— Start Quoted text —

The federal government is suing the state of Alaska. It is the latest jab in a long boxing match between the state and the fed.
In one corner is a guarantee from the federal government to prioritize the needs of rural subsistence harvesters. In the other corner is the Constitution of the state of Alaska. Fish and Game Commissioner Doug Vincent-Lang has been named in the suit, along with his whole department.
In its introduction the lawsuit states: “The United States brings this action against the State of Alaska to protect subsistence use of the Kuskokwim River Chinook and chum salmon populations by local rural residents who depend on these salmon for their physical, economic, traditional, and cultural existence. The United States seeks a declaration … that the State’s actions in contravention of a rural Alaskan subsistence priority are preempted by federal law and are therefore unlawful.”
This particular disagreement can be traced back to a decision by the Alaska Supreme Court in 1989, which declared a rural preference to be contrary to the Alaska Constitution, which guarantees equal access to all Alaskans. But the roots of the dispute go back to the sale of Alaska to the United States by Russia. Native Alaskans universally rejected the legality of the transfer of aboriginal lands, having never relinquished them through a “just war” or treaty.

— End Quoted text —
— Start Supplied data —

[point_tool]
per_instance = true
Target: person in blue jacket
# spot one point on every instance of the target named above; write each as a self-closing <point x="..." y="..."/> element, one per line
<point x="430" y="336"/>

— End Supplied data —

▸ What to do:
(a) In the article about the federal lawsuit against Alaska, which kinds of existence does the quoted introduction say local rural residents depend on Kuskokwim River salmon for?
(b) Continue the article about the federal lawsuit against Alaska, starting after its final sentence.

▸ The answers:
(a) physical, economic, traditional, cultural

(b)
And indeed, the law that made Alaska a state in 1958 specified that aboriginal land claims should be recognized, but it was left up to Congress to do so. Congress did not do so. So, in 1966, The Alaska Federation of Natives was formed to present a consolidated front to advocate for Alaska Native land claims, and they convinced the Secretary of the Interior to freeze all land conveyances in Alaska until the claims were resolved. Still, the claims seemed stuck in a Washington whirlpool, going around, but getting nowhere. Then, in the early seventies, underground oceans of oil were discovered on the North Slope. To get it to market a pipeline would have to be built, which was impossible because of the federal freeze on much of the land it would need to pass through.
With loads of money to be made, lobbyists leapt to the fray and Congress acted relatively quickly. In 1971 The Alaska Native Claims Settlement Act was enacted, which created regional and village corporations and transferred land rights to them in exchange for a corridor for the pipeline. ANCSA also allowed the Secretary of the Interior to reserve lands for future use in the public interest, by making them National Parks, Wildlife Refuges, Wild and Scenic rivers, or National Forests. He set millions of acres aside, but the tabled lands remained in political limbo for nine years as debate raged over their proper use.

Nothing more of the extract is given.